▸ SELECTED TEXT:
The most likely reality is a "perfect storm" of health failures. You have a man with a genetic predisposition to stomach cancer. You put him in a high-stress environment with poor diet and little exercise. You surround him with 19th-century "medicine"—including large doses of calomel (mercury chloride) and tartar emetic.

In fact, some modern doctors believe the medical treatment killed him faster than the cancer. Shortly before he died, his doctors gave him a massive dose of calomel to induce a bowel movement. This likely caused a severe electrolyte imbalance, leading to a cardiac arrest.

So, how does Napoleon die? He dies of a perforated stomach ulcer caused by gastric cancer, likely exacerbated by chronic arsenic exposure from his environment and finished off by the well-intentioned but deadly medical practices of the era.

Actions to Deepen Your Understanding

To truly grasp the end of the Napoleonic era, you should look beyond the medical reports and see the physical evidence:

  • Visit Les Invalides in Paris: Seeing the scale of his sarcophagus helps you understand why the mystery of his death matters so much to the French national identity.
  • Read "The Murder of Napoleon" by Ben Weider: If you want to see the best arguments for the arsenic poisoning theory, this is the book that started the modern firestorm, even if most scientists now disagree with its conclusions.
  • Examine the Autopsy Sketches: Several sketches exist from the 1821 procedure. They are haunting, but they provide a clinical look at a man who was stripped of his titles and reduced to a medical specimen.
  • Study the Wallpaper: Samples of the actual "Scheele's Green" wallpaper from Longwood are held in various museums. It's a vivid reminder of how the luxuries of the past were often toxic.

Napoleon’s death was a messy, political, and painful affair. It wasn't the heroic end he probably envisioned for himself, but it remains one of the most scrutinized medical cases in human history. He went from ruling the continent to being a victim of his own biology and the limitations of 19th-century science.

▸ DIRECTIONS:
1. Reproduce the passage about Napoleon's death between "So, how does" and "of the era.", inclusive.
2. In the passage about Napoleon's death, what did his doctors give him shortly before he died?
3. Explain why, according to the passage about Napoleon's death, some modern doctors believe the medical treatment killed him faster than the cancer.
Rely solely on the passage about Napoleon's death.

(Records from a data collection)
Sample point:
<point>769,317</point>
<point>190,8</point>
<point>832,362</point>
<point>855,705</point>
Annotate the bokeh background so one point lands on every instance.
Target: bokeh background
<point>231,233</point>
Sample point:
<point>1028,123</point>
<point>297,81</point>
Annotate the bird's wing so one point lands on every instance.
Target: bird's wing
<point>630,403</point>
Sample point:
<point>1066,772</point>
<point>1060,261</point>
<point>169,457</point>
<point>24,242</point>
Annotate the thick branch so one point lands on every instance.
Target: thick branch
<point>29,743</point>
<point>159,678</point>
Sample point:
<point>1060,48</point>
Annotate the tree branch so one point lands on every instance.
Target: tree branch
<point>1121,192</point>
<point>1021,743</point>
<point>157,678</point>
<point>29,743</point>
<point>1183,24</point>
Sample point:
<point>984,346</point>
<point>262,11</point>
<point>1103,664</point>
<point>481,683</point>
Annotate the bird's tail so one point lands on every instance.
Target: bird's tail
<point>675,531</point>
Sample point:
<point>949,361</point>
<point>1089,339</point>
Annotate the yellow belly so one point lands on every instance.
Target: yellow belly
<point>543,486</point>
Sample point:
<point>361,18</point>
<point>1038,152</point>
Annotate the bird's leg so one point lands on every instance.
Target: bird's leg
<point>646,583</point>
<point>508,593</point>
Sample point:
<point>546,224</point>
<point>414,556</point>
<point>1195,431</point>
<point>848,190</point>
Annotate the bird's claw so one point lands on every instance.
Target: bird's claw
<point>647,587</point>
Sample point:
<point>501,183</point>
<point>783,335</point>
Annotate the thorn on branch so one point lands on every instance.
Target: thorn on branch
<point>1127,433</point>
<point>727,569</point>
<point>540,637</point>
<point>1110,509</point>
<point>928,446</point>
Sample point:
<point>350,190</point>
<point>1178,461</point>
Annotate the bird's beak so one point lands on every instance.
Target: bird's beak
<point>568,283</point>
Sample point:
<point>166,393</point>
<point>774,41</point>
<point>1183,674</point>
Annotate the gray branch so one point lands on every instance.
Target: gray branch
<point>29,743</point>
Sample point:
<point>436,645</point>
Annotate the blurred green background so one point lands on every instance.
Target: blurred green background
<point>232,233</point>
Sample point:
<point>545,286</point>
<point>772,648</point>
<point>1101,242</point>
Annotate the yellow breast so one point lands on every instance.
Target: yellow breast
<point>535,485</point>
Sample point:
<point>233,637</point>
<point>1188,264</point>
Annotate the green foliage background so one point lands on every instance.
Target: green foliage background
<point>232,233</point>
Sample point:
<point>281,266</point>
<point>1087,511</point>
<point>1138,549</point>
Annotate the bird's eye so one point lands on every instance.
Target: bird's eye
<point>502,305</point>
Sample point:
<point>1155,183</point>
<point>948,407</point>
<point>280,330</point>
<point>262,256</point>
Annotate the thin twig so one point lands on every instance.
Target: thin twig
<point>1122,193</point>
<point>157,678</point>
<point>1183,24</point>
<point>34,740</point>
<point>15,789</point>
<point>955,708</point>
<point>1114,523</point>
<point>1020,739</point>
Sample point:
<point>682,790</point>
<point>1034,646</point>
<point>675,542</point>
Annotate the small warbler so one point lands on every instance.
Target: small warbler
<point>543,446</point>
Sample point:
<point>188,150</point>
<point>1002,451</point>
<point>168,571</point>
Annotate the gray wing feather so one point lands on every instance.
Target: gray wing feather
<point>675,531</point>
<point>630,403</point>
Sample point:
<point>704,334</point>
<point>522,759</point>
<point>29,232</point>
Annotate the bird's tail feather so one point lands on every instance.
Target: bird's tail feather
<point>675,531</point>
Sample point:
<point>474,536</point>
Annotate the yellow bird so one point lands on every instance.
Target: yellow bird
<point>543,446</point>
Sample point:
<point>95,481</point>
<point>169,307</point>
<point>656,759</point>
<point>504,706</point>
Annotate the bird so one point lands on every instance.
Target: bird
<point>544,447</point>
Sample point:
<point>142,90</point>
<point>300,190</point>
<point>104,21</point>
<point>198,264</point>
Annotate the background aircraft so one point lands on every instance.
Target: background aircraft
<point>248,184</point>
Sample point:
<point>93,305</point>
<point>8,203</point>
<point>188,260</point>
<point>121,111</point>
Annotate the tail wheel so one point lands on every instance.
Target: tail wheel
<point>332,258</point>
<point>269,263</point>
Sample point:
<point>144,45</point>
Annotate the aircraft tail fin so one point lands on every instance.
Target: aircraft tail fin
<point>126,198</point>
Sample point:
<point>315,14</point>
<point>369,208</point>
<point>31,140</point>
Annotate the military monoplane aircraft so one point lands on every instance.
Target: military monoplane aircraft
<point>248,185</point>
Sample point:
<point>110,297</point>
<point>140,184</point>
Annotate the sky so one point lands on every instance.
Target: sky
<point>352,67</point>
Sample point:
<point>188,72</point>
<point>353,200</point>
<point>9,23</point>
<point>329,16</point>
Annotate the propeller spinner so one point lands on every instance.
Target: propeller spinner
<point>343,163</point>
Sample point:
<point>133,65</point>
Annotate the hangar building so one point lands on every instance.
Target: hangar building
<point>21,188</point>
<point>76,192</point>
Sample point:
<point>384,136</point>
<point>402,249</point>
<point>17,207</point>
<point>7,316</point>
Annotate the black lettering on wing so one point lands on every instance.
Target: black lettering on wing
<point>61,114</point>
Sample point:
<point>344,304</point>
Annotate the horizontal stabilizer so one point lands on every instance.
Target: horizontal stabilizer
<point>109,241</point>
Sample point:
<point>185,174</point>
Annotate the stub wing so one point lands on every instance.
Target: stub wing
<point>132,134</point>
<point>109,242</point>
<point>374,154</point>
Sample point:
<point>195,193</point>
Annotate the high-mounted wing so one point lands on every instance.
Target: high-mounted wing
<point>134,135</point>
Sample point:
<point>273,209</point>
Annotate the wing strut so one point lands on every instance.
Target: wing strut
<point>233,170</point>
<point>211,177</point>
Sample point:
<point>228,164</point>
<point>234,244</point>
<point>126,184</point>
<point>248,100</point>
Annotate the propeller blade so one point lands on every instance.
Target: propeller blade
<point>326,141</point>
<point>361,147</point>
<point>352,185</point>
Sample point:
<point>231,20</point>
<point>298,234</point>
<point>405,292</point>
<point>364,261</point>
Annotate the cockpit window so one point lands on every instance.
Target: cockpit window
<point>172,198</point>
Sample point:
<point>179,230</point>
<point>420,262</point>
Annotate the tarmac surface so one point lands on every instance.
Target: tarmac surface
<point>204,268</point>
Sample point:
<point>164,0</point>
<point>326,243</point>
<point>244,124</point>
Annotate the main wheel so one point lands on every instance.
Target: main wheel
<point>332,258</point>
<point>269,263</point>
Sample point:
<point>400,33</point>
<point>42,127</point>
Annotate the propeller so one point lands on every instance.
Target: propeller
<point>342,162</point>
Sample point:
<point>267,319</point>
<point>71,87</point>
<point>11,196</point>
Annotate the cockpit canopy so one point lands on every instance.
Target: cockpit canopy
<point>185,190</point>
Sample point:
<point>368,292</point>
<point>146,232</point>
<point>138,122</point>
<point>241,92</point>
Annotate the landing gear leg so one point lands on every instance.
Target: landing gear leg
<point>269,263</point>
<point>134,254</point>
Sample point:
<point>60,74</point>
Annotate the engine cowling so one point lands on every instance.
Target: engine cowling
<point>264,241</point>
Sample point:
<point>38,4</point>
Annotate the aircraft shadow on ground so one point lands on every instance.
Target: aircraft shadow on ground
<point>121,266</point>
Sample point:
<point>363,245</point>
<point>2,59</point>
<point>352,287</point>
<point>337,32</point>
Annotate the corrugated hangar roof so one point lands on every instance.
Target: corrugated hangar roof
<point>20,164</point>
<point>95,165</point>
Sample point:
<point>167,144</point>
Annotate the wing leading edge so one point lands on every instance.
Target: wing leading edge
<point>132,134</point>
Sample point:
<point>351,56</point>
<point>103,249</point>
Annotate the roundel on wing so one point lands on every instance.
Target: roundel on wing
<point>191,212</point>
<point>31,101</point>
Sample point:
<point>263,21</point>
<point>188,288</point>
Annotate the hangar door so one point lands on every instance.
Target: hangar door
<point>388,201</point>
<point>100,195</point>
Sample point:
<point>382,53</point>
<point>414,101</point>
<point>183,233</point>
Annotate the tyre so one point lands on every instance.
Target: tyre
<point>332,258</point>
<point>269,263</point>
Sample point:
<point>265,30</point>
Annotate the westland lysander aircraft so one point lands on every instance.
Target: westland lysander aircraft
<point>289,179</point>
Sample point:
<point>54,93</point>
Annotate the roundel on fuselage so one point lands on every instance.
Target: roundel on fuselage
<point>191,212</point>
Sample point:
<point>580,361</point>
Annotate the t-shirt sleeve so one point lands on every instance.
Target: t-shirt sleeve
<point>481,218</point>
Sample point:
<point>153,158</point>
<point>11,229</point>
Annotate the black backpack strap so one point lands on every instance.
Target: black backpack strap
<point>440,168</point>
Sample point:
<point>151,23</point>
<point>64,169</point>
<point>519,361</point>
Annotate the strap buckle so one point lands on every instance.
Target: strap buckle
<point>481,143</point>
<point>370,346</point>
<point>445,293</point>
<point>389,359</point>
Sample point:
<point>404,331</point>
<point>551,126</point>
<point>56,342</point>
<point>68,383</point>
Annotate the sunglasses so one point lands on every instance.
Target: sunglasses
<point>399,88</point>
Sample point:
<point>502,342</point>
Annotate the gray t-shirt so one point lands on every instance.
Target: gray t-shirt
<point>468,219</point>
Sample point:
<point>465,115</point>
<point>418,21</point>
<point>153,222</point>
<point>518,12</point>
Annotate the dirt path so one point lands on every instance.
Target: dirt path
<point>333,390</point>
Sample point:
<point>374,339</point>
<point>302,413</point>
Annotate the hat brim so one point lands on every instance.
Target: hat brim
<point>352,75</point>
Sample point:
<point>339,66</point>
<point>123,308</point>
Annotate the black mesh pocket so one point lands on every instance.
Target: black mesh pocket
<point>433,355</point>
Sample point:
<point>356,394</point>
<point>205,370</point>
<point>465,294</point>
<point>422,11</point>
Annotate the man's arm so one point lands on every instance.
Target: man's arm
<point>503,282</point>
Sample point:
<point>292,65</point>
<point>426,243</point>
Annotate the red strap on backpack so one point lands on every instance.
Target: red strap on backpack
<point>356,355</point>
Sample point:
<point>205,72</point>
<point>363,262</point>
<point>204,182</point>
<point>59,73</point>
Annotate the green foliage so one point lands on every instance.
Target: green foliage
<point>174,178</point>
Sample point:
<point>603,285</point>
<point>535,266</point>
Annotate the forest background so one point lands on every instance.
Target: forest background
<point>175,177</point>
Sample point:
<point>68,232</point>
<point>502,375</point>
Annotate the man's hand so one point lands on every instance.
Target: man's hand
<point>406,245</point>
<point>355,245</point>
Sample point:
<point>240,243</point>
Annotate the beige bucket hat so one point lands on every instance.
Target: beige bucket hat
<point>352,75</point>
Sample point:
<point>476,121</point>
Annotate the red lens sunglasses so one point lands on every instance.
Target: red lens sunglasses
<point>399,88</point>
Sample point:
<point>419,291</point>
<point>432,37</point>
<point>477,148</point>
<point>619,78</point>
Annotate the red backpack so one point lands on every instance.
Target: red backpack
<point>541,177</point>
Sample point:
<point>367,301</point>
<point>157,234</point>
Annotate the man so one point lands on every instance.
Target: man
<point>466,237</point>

▸ ANSWERS TO THE PROBLEMS:
1.
So, how does Napoleon die? He dies of a perforated stomach ulcer caused by gastric cancer, likely exacerbated by chronic arsenic exposure from his environment and finished off by the well-intentioned but deadly medical practices of the era.

2. They gave him a massive dose of calomel to induce a bowel movement.

3. Shortly before his death, his doctors gave him a massive dose of calomel to induce a bowel movement. This likely caused a severe electrolyte imbalance that led to cardiac arrest.